### Assignment
An accurate, complete copy of the records below is required.

### Records to use

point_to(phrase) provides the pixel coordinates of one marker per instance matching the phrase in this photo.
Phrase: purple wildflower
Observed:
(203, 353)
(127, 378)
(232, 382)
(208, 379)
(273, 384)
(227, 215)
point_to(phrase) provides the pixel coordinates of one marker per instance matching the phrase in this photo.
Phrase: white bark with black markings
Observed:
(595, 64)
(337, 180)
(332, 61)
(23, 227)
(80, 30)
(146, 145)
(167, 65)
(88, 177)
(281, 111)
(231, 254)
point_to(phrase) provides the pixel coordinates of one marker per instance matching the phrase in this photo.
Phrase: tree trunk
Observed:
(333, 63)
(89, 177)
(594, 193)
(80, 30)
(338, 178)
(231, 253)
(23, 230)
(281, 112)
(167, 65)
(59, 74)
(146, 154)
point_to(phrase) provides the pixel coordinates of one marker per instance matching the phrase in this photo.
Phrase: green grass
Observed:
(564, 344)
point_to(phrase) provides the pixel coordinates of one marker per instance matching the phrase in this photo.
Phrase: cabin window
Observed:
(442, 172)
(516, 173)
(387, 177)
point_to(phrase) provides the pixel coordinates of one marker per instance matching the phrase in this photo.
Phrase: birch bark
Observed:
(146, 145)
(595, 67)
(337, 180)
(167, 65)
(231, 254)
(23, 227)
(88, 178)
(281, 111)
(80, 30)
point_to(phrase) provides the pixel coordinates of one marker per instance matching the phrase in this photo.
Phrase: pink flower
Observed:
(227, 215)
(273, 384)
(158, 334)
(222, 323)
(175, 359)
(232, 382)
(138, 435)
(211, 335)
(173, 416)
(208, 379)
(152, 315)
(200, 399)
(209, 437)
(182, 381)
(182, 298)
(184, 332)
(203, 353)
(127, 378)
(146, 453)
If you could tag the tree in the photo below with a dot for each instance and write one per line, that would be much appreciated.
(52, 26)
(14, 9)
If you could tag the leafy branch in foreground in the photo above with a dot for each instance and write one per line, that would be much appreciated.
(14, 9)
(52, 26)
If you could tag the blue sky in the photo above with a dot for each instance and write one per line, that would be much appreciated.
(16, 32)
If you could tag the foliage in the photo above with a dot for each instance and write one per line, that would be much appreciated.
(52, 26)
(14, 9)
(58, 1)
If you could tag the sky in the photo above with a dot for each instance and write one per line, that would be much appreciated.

### Response box
point_to(phrase) provides the pixel coordinates of one marker per instance matching the phrase in this photo.
Phrase: purple wildflower
Observed:
(203, 353)
(127, 378)
(232, 382)
(208, 379)
(273, 384)
(227, 215)
point_to(phrase) provides the pixel coordinates of one marker per instance matching the phrase in this photo.
Phrase: white bark with black markings
Observed:
(595, 64)
(337, 180)
(332, 61)
(23, 227)
(80, 30)
(146, 145)
(167, 65)
(88, 177)
(281, 111)
(231, 254)
point_to(phrase) provides the pixel coordinates of one marker per instance matching the phrase in this photo.
Phrase: tree trunk
Observed:
(333, 63)
(89, 177)
(594, 193)
(80, 30)
(338, 178)
(231, 253)
(23, 230)
(281, 112)
(167, 65)
(59, 74)
(146, 154)
point_to(phrase) provides the pixel coordinates of one marker per instance matching the phrase in this photo.
Phrase: green grass
Observed:
(564, 344)
point_to(phrase) provides the pixel coordinates of one marker per instance matching the phrase in this photo.
Phrase: cabin window
Observed:
(442, 172)
(516, 173)
(387, 177)
point_to(phrase) provides the pixel coordinates of one marker per instance matching the phrase in this photo.
Phrase: birch bark
Observed:
(146, 145)
(595, 67)
(337, 180)
(167, 65)
(231, 254)
(23, 227)
(88, 178)
(281, 111)
(80, 30)
point_to(phrase) provides the pixel coordinates of one marker per instance matching the phrase in this photo.
Phrase: pink flower
Observed:
(227, 215)
(273, 384)
(158, 334)
(222, 323)
(175, 359)
(232, 382)
(138, 435)
(211, 335)
(173, 416)
(208, 379)
(152, 315)
(200, 399)
(209, 437)
(182, 381)
(182, 298)
(184, 332)
(203, 353)
(127, 378)
(146, 453)
If you could tag the tree in the photo below with a dot for each instance and write one per line, that would be much appreciated.
(52, 26)
(14, 9)
If you could tag the leafy branch in foreground in the photo above with a dot for each instance and write one per line, that would be much appreciated.
(14, 9)
(52, 26)
If you could tag the blue sky in the photo above with a dot for each instance and write one per line, that would be much appreciated.
(16, 32)
If you could tag the foliage in the photo above with a dot for each instance and write one per line, that would be much appreciated.
(52, 26)
(14, 9)
(58, 1)
If you could tag the sky in the photo above with a dot for each instance and write one per line, that would be much appreciated.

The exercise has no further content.